[Request] Write out the listing again from the line containing "Reviewer note: every instance of the small" down to the line containing "[[290, 119], [203, 116]]", both lines included, with the requests kept in place. Shift every point coordinate in the answers by -48, and leave the requests and their format samples unchanged.

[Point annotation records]
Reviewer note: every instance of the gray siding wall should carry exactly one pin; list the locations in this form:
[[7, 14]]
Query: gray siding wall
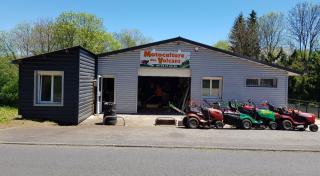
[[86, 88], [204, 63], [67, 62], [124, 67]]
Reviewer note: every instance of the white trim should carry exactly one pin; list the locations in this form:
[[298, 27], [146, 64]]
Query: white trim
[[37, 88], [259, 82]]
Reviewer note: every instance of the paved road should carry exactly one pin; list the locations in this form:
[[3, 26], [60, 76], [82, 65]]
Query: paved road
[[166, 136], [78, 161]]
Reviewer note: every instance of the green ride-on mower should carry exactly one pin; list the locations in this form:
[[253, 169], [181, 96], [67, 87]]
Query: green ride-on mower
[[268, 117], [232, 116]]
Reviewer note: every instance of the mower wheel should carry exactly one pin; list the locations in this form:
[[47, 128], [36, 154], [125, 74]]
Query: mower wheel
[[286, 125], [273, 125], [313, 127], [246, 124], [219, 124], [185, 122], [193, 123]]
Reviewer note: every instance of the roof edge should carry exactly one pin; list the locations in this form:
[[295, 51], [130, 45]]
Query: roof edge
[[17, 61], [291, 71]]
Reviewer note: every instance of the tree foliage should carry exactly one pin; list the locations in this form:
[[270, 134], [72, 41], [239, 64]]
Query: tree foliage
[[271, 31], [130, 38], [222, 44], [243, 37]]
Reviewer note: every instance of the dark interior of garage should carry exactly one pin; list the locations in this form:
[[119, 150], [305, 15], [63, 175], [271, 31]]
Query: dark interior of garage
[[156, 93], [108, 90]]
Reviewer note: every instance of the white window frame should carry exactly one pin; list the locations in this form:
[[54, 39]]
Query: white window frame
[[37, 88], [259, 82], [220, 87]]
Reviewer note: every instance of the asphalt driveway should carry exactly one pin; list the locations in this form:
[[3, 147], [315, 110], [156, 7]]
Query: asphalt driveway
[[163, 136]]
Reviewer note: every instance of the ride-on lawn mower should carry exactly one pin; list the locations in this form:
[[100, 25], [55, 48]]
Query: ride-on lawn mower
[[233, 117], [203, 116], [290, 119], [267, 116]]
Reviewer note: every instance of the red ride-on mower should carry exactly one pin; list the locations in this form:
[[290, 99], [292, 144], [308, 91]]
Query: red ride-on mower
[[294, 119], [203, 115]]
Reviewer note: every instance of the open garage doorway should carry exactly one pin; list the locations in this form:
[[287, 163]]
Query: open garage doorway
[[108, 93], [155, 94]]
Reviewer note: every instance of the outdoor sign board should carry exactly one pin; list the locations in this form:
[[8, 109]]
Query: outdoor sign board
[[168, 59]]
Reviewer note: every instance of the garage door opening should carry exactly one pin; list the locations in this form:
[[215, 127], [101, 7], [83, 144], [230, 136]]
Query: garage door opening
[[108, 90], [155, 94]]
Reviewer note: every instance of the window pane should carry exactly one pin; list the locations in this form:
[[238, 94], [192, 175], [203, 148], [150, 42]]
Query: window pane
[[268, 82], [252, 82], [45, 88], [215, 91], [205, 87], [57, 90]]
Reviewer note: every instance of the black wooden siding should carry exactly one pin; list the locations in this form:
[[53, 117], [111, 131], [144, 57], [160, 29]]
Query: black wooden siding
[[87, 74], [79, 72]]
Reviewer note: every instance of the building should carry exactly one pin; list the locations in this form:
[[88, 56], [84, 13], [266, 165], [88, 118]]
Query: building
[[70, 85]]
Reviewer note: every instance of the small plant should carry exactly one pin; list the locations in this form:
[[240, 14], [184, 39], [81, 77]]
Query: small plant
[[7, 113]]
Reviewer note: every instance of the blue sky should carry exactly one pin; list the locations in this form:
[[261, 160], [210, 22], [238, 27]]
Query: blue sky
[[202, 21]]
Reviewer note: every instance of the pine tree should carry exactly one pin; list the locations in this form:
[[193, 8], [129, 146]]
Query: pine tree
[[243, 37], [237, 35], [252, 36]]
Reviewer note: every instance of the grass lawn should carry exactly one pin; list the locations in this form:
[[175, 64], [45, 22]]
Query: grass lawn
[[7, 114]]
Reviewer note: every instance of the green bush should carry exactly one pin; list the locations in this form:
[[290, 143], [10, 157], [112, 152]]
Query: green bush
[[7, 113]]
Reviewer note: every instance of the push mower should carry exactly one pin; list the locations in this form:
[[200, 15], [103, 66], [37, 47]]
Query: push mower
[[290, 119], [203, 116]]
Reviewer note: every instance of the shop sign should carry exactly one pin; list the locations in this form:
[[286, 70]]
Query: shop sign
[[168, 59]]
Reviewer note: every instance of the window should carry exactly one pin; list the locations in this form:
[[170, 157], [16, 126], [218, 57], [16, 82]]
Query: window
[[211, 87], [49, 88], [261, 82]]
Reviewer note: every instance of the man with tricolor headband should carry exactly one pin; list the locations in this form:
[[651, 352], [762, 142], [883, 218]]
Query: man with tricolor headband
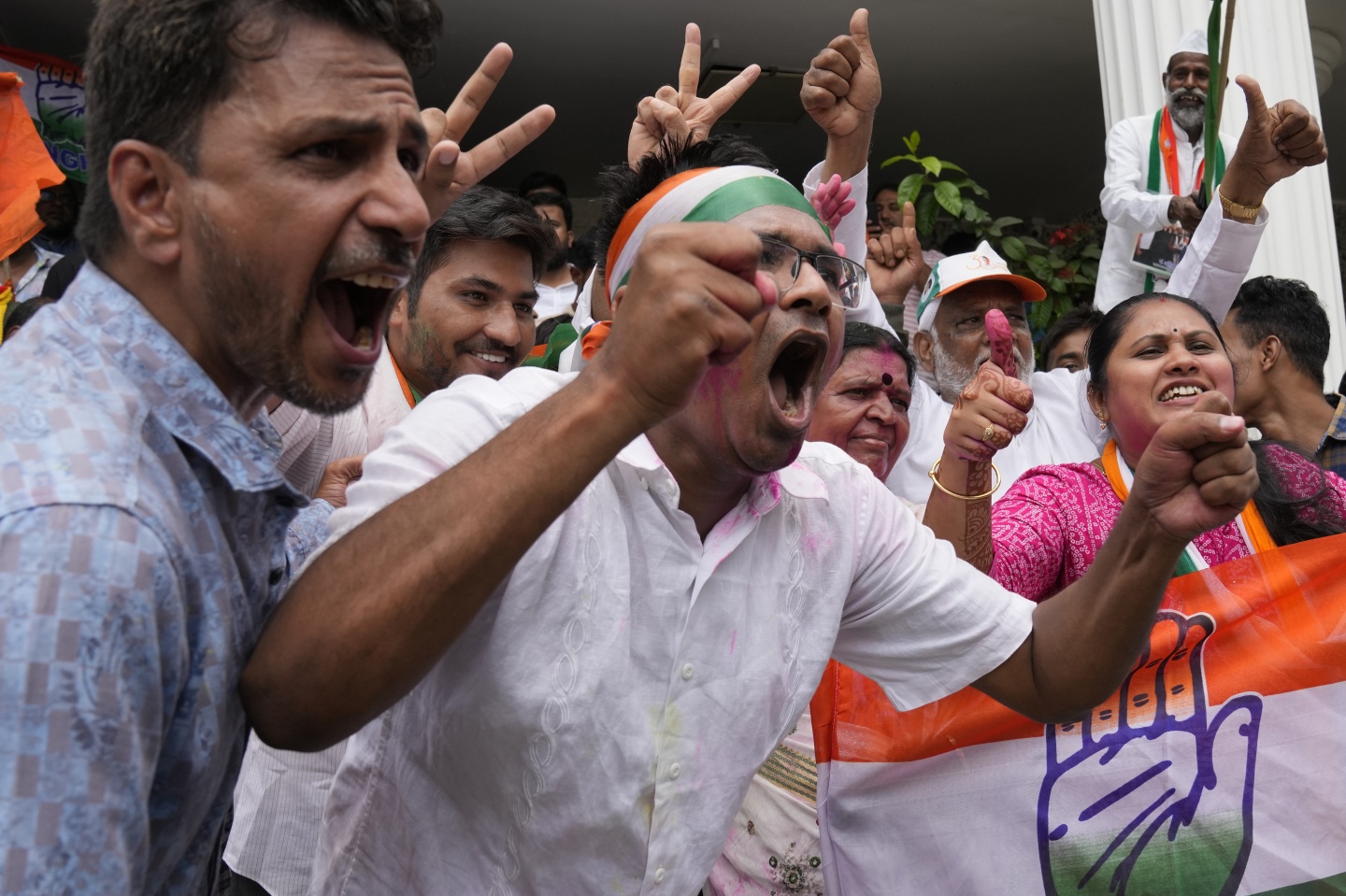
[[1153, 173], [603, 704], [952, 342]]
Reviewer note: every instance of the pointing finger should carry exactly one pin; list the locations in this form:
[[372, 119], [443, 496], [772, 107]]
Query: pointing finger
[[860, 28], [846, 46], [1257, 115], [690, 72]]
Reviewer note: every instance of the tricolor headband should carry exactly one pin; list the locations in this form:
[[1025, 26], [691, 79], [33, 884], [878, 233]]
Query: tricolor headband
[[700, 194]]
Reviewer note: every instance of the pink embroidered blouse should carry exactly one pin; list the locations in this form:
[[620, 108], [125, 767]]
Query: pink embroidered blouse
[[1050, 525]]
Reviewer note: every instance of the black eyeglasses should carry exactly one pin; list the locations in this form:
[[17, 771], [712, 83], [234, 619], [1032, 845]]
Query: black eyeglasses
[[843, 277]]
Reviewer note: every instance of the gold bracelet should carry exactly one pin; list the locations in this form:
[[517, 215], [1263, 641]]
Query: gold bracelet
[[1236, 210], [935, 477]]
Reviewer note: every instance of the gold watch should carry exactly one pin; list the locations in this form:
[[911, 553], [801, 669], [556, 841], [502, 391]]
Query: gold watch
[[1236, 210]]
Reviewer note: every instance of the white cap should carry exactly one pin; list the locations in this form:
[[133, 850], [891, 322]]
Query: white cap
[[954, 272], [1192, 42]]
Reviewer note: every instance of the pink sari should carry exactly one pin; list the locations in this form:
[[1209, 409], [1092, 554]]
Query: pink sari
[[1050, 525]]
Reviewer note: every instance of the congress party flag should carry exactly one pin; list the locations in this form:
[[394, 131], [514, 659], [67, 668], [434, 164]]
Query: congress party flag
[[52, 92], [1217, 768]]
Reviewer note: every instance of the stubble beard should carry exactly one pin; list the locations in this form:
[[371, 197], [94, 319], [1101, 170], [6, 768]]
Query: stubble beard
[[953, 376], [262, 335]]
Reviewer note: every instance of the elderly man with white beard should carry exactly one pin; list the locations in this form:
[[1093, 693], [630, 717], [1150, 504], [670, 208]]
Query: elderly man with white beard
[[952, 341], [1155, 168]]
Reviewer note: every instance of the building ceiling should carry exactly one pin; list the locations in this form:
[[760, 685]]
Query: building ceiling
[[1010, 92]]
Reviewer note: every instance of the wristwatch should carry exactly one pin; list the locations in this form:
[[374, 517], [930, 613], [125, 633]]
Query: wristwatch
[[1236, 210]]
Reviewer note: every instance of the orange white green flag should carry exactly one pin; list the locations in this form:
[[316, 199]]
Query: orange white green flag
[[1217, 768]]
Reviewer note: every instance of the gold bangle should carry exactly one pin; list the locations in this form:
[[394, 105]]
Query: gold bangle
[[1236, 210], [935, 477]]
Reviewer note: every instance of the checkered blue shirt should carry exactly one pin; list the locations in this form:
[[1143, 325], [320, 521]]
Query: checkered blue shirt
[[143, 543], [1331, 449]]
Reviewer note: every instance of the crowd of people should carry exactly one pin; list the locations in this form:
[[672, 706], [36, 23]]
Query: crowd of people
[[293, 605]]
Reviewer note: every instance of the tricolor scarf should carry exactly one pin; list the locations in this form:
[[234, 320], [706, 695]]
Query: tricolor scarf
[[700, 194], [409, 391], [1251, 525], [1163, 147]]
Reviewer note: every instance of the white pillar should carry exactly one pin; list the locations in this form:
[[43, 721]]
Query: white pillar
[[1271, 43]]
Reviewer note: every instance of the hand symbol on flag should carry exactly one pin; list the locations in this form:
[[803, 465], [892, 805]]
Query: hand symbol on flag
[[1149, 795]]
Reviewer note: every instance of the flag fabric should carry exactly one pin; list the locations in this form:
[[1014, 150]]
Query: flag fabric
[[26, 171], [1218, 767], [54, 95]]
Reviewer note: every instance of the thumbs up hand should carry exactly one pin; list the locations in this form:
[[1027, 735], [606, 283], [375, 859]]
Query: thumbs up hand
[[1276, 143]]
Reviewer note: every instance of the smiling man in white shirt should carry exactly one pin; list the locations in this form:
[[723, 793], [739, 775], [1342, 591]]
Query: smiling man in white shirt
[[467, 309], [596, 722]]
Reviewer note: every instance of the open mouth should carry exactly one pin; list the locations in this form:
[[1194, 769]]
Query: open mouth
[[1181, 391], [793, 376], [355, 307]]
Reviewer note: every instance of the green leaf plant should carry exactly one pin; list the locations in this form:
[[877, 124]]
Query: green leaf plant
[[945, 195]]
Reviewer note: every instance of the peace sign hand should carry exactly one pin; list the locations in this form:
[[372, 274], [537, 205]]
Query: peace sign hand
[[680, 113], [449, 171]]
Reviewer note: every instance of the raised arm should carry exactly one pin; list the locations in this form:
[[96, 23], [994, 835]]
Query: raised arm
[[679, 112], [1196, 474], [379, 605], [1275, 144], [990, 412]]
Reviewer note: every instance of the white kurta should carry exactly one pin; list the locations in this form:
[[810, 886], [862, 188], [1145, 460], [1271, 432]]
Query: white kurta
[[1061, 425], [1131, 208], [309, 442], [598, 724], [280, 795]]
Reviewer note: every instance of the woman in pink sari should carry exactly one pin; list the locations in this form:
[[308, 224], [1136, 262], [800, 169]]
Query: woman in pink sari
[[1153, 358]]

[Finished task]
Reviewer note: every instance of the small plant should carry exactly one pin; list the locations in this form:
[[240, 14], [184, 39], [81, 77]]
Query: small plant
[[-41, 65]]
Reviewer note: every instance of the blue sky should carry exactly one pin; list the locations in this form:
[[261, 160], [210, 22], [238, 27]]
Query: blue sky
[[154, -27]]
Reviewer note: every instance of the pine tree should carry exactly one pin; list the locations in this form:
[[193, 8], [129, 146]]
Query: pine tree
[[195, -11], [189, -13], [204, -12]]
Reviewer note: every instance of the grass lawn should carry exactly one pin; list the locations in this form:
[[175, 64], [45, 22]]
Query: grass lawn
[[-41, 66]]
Reviewer note: every instance of the green bush should carry exactly one pin; list the locations in this form:
[[290, 143], [10, 157], [112, 152]]
Query: green bush
[[-41, 65]]
Reviewer note: every instance of the push mower should carry exactly one pin; list the locations in this form:
[[200, 15], [103, 66], [37, 47]]
Query: push mower
[[242, 71], [155, 68]]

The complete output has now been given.